▸ Action item:
Line by line, please look for the word "glove" in the following records, then copy each line you find it in.
### Available data
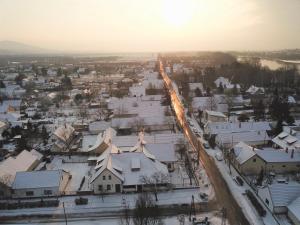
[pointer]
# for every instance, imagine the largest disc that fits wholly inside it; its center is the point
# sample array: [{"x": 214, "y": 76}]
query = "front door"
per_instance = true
[{"x": 118, "y": 188}]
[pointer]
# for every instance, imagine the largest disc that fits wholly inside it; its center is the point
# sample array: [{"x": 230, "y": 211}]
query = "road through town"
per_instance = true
[{"x": 223, "y": 194}]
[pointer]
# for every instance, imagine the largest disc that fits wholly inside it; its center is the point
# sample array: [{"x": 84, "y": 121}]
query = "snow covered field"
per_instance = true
[{"x": 214, "y": 218}]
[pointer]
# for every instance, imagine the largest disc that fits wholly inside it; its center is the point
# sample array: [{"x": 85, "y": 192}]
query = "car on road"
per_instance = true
[
  {"x": 219, "y": 156},
  {"x": 206, "y": 145},
  {"x": 203, "y": 196},
  {"x": 238, "y": 180}
]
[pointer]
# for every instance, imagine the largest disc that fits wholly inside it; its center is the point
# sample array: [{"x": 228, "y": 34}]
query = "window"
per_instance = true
[
  {"x": 29, "y": 193},
  {"x": 267, "y": 201},
  {"x": 47, "y": 192}
]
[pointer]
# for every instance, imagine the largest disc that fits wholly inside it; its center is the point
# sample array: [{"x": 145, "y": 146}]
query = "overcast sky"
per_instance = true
[{"x": 152, "y": 25}]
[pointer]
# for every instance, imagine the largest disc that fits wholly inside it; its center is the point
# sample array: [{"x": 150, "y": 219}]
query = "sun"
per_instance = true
[{"x": 178, "y": 12}]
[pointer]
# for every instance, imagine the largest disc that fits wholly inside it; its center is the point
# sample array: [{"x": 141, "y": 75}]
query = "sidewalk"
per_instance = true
[
  {"x": 238, "y": 193},
  {"x": 110, "y": 204}
]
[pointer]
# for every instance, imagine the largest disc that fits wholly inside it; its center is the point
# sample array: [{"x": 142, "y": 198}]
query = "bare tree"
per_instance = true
[
  {"x": 211, "y": 103},
  {"x": 153, "y": 182},
  {"x": 146, "y": 211},
  {"x": 181, "y": 147},
  {"x": 125, "y": 218}
]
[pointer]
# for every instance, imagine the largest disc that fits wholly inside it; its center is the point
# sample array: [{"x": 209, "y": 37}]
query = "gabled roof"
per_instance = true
[
  {"x": 243, "y": 152},
  {"x": 37, "y": 179},
  {"x": 23, "y": 162},
  {"x": 284, "y": 194},
  {"x": 64, "y": 132}
]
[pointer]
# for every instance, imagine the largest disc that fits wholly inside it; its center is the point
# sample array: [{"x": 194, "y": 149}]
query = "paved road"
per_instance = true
[{"x": 223, "y": 194}]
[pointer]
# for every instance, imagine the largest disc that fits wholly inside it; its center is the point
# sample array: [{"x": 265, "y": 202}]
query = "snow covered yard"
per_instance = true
[
  {"x": 238, "y": 193},
  {"x": 214, "y": 218},
  {"x": 107, "y": 205},
  {"x": 76, "y": 166}
]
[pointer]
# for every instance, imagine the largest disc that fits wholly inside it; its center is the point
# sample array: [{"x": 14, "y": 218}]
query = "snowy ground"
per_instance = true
[
  {"x": 75, "y": 167},
  {"x": 109, "y": 203},
  {"x": 238, "y": 193},
  {"x": 214, "y": 218}
]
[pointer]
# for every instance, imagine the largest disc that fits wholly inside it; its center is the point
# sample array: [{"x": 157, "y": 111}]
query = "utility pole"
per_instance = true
[
  {"x": 65, "y": 214},
  {"x": 193, "y": 209},
  {"x": 223, "y": 211}
]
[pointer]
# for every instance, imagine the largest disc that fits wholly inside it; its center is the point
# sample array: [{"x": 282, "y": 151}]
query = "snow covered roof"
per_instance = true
[
  {"x": 164, "y": 152},
  {"x": 129, "y": 166},
  {"x": 215, "y": 113},
  {"x": 253, "y": 90},
  {"x": 125, "y": 123},
  {"x": 194, "y": 86},
  {"x": 236, "y": 127},
  {"x": 243, "y": 152},
  {"x": 37, "y": 179},
  {"x": 248, "y": 137},
  {"x": 291, "y": 100},
  {"x": 103, "y": 140},
  {"x": 294, "y": 207},
  {"x": 273, "y": 156},
  {"x": 23, "y": 162},
  {"x": 64, "y": 132},
  {"x": 203, "y": 103},
  {"x": 284, "y": 194},
  {"x": 287, "y": 141}
]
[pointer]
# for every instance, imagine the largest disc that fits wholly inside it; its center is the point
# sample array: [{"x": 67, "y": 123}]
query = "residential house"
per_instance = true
[
  {"x": 118, "y": 171},
  {"x": 62, "y": 138},
  {"x": 250, "y": 161},
  {"x": 214, "y": 116},
  {"x": 43, "y": 183},
  {"x": 278, "y": 196},
  {"x": 25, "y": 161}
]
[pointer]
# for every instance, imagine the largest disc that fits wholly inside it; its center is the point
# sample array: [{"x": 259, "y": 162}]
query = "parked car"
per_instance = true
[
  {"x": 238, "y": 181},
  {"x": 206, "y": 145},
  {"x": 203, "y": 196},
  {"x": 219, "y": 156}
]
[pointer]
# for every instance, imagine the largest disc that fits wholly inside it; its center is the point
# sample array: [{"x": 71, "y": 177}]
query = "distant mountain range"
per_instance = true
[{"x": 17, "y": 48}]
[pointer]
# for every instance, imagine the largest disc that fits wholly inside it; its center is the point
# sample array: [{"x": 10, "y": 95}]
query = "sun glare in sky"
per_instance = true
[
  {"x": 178, "y": 12},
  {"x": 151, "y": 25}
]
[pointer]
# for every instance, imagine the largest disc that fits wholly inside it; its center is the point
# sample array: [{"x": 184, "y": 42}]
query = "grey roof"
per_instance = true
[
  {"x": 243, "y": 152},
  {"x": 294, "y": 207},
  {"x": 273, "y": 156},
  {"x": 284, "y": 194},
  {"x": 37, "y": 179},
  {"x": 164, "y": 152},
  {"x": 227, "y": 127}
]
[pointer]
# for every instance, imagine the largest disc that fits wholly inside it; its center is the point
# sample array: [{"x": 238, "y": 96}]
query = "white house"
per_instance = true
[
  {"x": 287, "y": 140},
  {"x": 62, "y": 138},
  {"x": 212, "y": 128},
  {"x": 226, "y": 83},
  {"x": 137, "y": 91},
  {"x": 279, "y": 196},
  {"x": 294, "y": 211},
  {"x": 214, "y": 116},
  {"x": 43, "y": 183},
  {"x": 118, "y": 171},
  {"x": 25, "y": 161},
  {"x": 256, "y": 138}
]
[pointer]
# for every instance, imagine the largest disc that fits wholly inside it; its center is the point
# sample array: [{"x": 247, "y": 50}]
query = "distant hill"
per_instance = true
[{"x": 17, "y": 48}]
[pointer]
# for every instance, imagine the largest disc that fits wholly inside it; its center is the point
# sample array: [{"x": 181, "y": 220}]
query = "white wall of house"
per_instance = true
[
  {"x": 43, "y": 191},
  {"x": 106, "y": 179}
]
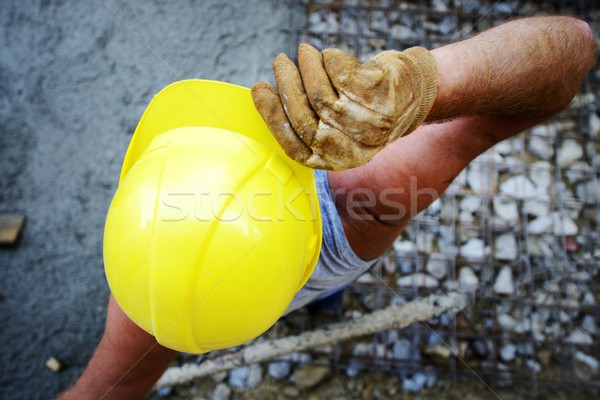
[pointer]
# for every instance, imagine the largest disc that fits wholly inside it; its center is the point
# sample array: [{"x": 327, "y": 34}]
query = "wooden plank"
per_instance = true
[{"x": 11, "y": 226}]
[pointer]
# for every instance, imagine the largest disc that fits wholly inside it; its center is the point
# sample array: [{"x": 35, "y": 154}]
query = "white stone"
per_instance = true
[
  {"x": 542, "y": 224},
  {"x": 470, "y": 203},
  {"x": 569, "y": 152},
  {"x": 466, "y": 217},
  {"x": 541, "y": 147},
  {"x": 404, "y": 247},
  {"x": 564, "y": 225},
  {"x": 541, "y": 174},
  {"x": 506, "y": 209},
  {"x": 589, "y": 324},
  {"x": 437, "y": 265},
  {"x": 589, "y": 192},
  {"x": 577, "y": 172},
  {"x": 474, "y": 248},
  {"x": 518, "y": 187},
  {"x": 534, "y": 366},
  {"x": 280, "y": 369},
  {"x": 578, "y": 336},
  {"x": 538, "y": 247},
  {"x": 238, "y": 377},
  {"x": 506, "y": 247},
  {"x": 507, "y": 322},
  {"x": 504, "y": 281},
  {"x": 537, "y": 206},
  {"x": 508, "y": 352},
  {"x": 467, "y": 280},
  {"x": 480, "y": 178},
  {"x": 402, "y": 32},
  {"x": 418, "y": 279}
]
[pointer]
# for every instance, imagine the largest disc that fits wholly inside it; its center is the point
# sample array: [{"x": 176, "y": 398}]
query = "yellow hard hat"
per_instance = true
[{"x": 213, "y": 229}]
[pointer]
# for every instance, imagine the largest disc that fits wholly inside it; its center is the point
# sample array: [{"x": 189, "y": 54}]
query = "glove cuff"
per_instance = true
[{"x": 429, "y": 83}]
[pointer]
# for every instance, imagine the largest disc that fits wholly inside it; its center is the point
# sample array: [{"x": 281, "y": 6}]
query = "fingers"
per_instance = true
[
  {"x": 271, "y": 110},
  {"x": 341, "y": 151},
  {"x": 327, "y": 78},
  {"x": 269, "y": 106},
  {"x": 293, "y": 97},
  {"x": 319, "y": 89}
]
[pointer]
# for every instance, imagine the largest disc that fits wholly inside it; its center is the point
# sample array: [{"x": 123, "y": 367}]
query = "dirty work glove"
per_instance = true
[{"x": 336, "y": 113}]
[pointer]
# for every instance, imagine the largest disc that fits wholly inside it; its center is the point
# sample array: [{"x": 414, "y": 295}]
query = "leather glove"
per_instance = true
[{"x": 336, "y": 113}]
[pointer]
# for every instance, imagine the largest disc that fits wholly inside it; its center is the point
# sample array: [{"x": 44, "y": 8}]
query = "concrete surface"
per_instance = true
[{"x": 74, "y": 79}]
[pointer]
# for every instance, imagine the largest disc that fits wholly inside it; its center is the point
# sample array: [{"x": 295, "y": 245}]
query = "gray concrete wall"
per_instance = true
[{"x": 75, "y": 77}]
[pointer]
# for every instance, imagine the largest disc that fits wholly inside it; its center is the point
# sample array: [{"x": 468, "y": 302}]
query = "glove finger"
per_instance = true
[
  {"x": 271, "y": 110},
  {"x": 341, "y": 151},
  {"x": 293, "y": 97},
  {"x": 357, "y": 112},
  {"x": 319, "y": 89},
  {"x": 268, "y": 104}
]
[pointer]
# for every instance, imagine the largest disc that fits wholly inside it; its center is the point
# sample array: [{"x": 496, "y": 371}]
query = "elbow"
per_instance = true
[{"x": 588, "y": 55}]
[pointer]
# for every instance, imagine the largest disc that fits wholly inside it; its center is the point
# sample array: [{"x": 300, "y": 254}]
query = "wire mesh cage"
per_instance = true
[{"x": 518, "y": 228}]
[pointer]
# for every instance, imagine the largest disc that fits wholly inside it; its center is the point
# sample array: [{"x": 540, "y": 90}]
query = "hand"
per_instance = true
[{"x": 336, "y": 113}]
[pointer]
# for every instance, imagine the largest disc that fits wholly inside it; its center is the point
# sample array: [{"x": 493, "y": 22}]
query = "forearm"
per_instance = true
[
  {"x": 126, "y": 364},
  {"x": 527, "y": 69}
]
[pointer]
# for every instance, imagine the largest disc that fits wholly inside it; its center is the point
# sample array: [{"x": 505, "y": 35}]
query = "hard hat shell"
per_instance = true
[{"x": 213, "y": 229}]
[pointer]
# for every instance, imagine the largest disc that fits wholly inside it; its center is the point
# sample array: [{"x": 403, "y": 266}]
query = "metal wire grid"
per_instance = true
[{"x": 550, "y": 269}]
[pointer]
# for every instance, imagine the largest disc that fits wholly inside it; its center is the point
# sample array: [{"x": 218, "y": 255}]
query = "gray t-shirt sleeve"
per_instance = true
[{"x": 338, "y": 265}]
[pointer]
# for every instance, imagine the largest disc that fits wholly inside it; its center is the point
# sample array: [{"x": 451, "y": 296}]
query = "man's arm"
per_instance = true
[
  {"x": 491, "y": 87},
  {"x": 126, "y": 364},
  {"x": 525, "y": 69}
]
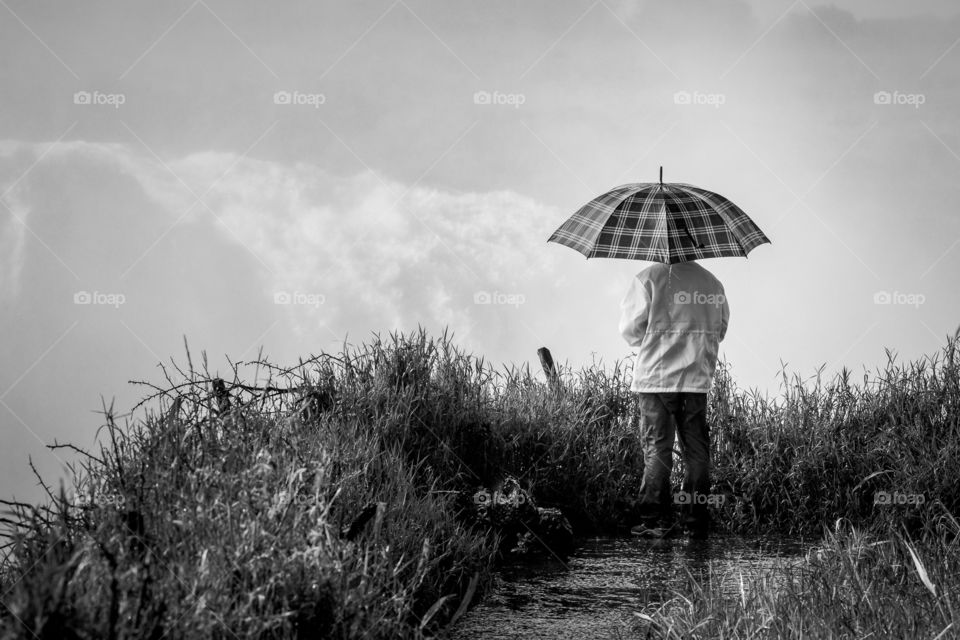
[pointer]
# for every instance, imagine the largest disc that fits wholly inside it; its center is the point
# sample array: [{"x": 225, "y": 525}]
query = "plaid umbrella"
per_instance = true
[{"x": 660, "y": 222}]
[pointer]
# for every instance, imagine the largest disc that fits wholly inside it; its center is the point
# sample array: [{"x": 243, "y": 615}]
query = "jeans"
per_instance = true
[{"x": 659, "y": 412}]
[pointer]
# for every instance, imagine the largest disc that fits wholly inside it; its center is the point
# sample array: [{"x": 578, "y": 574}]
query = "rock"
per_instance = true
[{"x": 523, "y": 527}]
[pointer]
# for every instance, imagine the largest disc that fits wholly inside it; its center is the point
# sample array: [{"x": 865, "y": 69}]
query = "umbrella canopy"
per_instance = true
[{"x": 659, "y": 222}]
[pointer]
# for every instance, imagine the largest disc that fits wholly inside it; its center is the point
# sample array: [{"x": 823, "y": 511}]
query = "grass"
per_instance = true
[{"x": 201, "y": 519}]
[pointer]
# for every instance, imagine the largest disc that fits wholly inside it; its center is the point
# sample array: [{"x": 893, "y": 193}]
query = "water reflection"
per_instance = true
[{"x": 595, "y": 593}]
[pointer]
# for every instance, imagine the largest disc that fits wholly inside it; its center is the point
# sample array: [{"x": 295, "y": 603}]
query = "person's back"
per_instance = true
[{"x": 676, "y": 315}]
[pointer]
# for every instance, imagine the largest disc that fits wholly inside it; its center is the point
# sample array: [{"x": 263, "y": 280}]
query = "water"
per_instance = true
[{"x": 595, "y": 593}]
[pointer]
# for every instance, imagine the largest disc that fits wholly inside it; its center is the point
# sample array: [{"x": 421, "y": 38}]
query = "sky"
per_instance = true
[{"x": 295, "y": 176}]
######
▸ Exercise response:
query = "glove cuff"
query = "dirty work glove"
query = "leather glove"
query = "glove finger"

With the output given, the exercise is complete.